GIVEN TEXT:
--- Begin ---

Member of the Delhi Assembly for Rajendra Nagar
- In office December 2008 – February 2014

Personal details
- Born: 29 October 1944 (age 81) Lahore, British India
- Party: Congress
- Spouse: Chander Kanta Goswami
- Children: One Daughter and One Son
- Alma mater: Kurukshetra University Bharatiya Vidya Bhavan
- Occupation: Journalist, lecturer

= Ramakant Goswami =

Indian politician

Ramakant Goswami (born 29 October 1944) was a member of the Legislative Assembly of Delhi from Rajendra Nagar constituency. He was the Minister of Industry, Labour, Election, Law & Justice and Parliament Affairs, Transport and Law Govt. of NCT, Delhi. He was also a member of the Business Advisory Committee of Delhi Government since 2002.

==Early life==
He was born to Dr Girdhari Lal Goswami and Dev Rani Goswami in British India. After the partition of India, he and his family migrated to India. He did his post-graduate in Hindi from Kurukshetra University and followed this with a diploma in journalism from Bharatiya Vidya Bhavan. He was an active journalist for thirty years and worked as lecturer at S.D. College in Ambala. He was an active sportsman during his college days.

--- End ---

ENTRIES:
--- Begin ---

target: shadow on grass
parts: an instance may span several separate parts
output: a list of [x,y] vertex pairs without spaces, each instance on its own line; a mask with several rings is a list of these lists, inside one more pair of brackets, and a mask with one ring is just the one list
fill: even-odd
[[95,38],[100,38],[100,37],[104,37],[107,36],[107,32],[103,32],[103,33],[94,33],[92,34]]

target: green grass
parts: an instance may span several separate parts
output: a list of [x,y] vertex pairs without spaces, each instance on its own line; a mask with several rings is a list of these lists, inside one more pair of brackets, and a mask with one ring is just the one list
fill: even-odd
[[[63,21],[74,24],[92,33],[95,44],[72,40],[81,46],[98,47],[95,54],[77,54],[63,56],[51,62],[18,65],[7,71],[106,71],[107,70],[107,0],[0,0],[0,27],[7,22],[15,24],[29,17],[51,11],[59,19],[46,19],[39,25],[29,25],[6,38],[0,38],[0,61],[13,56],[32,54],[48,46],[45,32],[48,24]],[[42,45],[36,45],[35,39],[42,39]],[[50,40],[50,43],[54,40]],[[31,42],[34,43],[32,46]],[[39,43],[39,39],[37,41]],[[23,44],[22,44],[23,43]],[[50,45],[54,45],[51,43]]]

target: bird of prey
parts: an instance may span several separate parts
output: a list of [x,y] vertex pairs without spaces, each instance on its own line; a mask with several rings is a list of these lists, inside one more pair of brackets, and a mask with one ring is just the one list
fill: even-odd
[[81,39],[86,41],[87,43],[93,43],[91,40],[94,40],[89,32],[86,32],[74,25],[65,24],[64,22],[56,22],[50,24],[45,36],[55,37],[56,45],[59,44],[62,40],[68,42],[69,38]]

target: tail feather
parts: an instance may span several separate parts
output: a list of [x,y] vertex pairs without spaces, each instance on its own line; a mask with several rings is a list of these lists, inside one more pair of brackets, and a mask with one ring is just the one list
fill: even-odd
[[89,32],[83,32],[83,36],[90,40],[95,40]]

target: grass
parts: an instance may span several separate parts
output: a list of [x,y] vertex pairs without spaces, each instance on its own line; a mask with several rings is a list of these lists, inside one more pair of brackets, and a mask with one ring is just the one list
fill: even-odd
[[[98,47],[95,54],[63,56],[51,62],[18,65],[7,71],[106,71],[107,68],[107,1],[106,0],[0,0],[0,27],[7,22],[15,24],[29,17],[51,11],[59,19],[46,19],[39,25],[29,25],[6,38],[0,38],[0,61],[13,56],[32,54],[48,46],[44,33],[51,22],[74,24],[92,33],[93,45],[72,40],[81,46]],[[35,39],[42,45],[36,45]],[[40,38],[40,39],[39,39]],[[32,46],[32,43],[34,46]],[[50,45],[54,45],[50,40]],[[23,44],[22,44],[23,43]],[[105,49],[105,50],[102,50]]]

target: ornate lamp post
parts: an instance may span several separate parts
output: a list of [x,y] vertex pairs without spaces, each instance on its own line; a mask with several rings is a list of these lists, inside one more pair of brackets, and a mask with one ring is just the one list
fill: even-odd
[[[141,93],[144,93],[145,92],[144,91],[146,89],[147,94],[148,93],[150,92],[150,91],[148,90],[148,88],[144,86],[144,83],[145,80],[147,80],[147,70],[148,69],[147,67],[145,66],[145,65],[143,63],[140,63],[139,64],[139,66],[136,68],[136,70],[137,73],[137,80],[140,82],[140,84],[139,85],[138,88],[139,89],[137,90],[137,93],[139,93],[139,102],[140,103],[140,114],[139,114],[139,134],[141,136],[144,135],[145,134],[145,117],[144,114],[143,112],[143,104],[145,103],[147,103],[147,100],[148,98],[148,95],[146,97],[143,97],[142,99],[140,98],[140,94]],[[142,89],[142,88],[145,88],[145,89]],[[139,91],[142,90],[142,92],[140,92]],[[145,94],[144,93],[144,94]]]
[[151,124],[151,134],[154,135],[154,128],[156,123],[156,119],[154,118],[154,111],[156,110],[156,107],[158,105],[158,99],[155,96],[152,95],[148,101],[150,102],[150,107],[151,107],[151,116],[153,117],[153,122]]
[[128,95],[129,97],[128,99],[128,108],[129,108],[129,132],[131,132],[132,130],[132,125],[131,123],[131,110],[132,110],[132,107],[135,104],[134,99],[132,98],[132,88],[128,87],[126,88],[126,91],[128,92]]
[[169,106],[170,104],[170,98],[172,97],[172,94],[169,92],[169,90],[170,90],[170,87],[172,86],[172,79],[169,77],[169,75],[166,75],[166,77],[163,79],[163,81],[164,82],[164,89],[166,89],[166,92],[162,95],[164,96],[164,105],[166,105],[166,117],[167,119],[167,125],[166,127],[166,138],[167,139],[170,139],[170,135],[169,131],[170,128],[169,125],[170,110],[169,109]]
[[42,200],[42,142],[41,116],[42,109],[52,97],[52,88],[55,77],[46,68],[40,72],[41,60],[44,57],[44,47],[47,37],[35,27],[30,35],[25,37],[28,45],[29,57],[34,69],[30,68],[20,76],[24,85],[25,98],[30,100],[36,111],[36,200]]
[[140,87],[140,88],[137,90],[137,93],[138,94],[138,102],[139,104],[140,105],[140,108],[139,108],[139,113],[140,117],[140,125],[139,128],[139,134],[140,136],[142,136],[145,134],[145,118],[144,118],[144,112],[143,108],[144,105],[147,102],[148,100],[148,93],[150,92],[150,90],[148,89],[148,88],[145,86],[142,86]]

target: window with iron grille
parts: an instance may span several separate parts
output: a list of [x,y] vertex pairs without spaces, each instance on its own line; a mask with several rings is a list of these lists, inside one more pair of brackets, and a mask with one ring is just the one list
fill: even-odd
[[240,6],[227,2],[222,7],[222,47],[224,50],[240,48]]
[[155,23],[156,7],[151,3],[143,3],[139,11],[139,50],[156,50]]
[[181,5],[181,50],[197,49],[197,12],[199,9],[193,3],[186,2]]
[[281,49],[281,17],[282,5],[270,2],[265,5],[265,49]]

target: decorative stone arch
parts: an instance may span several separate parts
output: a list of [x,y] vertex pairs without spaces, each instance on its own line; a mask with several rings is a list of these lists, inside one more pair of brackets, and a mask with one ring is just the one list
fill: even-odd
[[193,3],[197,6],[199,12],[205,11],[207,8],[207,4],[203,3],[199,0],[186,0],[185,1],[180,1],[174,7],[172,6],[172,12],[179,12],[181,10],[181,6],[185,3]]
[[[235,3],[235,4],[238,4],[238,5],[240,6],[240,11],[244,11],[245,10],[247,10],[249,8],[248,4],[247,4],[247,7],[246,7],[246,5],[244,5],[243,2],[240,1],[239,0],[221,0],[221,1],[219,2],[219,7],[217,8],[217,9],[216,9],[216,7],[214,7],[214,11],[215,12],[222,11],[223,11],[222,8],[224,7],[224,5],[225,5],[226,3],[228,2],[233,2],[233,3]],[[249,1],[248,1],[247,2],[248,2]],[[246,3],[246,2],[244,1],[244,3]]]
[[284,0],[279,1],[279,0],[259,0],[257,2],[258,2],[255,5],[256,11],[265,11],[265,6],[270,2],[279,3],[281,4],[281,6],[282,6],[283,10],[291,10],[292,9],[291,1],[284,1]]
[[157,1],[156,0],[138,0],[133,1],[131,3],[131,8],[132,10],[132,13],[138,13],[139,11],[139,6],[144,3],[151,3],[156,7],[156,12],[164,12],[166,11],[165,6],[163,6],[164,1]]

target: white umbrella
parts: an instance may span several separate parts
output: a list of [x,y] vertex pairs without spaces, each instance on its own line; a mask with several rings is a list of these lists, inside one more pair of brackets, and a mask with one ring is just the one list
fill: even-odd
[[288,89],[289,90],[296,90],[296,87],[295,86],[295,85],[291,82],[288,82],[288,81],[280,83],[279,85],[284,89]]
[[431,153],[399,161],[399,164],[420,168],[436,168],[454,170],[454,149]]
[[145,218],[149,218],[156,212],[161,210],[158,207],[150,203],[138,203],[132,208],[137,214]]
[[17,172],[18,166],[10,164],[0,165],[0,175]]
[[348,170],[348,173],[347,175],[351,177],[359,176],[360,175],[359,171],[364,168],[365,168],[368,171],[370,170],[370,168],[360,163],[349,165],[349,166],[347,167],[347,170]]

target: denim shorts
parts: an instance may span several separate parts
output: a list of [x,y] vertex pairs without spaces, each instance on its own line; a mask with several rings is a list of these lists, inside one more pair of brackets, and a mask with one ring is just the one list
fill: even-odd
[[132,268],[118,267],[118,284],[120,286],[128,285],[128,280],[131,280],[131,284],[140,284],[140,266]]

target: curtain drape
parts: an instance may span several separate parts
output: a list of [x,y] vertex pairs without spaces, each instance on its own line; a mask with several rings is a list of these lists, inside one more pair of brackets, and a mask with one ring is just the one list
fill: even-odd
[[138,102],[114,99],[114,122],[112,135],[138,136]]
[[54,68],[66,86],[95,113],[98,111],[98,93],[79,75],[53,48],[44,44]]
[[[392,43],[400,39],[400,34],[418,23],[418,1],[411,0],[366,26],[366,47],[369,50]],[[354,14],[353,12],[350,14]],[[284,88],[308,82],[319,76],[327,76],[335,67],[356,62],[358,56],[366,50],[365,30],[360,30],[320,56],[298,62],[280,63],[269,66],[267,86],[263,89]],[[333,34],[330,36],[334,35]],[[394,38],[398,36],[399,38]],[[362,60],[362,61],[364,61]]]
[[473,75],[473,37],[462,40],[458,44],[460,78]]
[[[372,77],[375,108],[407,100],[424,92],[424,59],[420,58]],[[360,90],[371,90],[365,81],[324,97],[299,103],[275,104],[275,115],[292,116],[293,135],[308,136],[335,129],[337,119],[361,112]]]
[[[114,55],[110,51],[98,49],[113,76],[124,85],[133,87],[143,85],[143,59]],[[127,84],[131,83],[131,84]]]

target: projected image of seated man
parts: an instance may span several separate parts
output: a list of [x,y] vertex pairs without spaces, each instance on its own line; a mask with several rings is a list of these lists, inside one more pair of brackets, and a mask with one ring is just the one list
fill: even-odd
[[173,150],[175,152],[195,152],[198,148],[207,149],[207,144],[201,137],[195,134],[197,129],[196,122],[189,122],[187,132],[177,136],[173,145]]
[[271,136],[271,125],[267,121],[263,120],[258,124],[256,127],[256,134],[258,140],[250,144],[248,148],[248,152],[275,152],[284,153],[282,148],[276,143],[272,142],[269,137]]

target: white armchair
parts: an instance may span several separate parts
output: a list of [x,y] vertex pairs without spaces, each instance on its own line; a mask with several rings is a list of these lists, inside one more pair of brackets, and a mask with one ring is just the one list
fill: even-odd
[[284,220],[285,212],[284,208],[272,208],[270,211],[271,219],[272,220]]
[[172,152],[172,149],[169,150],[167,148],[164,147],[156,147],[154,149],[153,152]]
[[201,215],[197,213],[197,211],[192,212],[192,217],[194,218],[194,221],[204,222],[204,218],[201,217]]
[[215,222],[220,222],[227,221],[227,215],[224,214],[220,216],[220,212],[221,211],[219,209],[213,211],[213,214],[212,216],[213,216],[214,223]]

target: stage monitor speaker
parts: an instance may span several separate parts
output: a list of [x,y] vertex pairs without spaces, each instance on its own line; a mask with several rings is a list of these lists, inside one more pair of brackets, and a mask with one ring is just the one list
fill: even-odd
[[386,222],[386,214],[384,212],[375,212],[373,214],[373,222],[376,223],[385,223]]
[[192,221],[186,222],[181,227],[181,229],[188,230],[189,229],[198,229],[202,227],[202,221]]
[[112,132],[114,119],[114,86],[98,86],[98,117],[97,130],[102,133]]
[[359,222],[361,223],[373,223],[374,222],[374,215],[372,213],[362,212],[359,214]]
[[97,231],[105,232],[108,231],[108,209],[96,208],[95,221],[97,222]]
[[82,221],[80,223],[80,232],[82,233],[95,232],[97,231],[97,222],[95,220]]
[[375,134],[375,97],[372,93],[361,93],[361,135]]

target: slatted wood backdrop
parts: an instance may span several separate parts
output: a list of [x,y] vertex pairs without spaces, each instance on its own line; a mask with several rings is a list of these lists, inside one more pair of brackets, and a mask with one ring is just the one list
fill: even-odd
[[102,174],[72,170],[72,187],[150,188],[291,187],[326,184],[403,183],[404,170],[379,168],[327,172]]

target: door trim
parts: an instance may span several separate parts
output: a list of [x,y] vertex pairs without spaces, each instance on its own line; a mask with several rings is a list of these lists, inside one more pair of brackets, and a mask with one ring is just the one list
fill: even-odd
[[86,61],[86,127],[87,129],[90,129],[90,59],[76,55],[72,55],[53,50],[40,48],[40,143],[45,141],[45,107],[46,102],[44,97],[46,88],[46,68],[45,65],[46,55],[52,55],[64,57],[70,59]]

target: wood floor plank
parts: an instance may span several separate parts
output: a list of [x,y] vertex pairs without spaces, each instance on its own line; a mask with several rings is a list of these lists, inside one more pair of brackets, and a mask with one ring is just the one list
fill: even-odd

--- End ---

CHALLENGES:
A. Duplicate the part of the Ramakant Goswami text between "Indian politician" and "Government since 2002.", inclusive.
B. Go on with the biography of Ramakant Goswami from the point where it stops.

FINAL ANSWERS:
A.
Indian politician

Ramakant Goswami (born 29 October 1944) was a member of the Legislative Assembly of Delhi from Rajendra Nagar constituency. He was the Minister of Industry, Labour, Election, Law & Justice and Parliament Affairs, Transport and Law Govt. of NCT, Delhi. He was also a member of the Business Advisory Committee of Delhi Government since 2002.

B.
==Political career==
He entered in active politics in 1998 for the Delhi State Assembly Elections and contested for Congress Party for the seat of MLA from Patel Nagar constituency, he won and repeated his success again in the year 2003. In the 2008 elections, he was nominated from Rajendra Nagar constituency. He won the seat from the Bhartiya Janata Party candidate Asha Yogi by 5000 votes.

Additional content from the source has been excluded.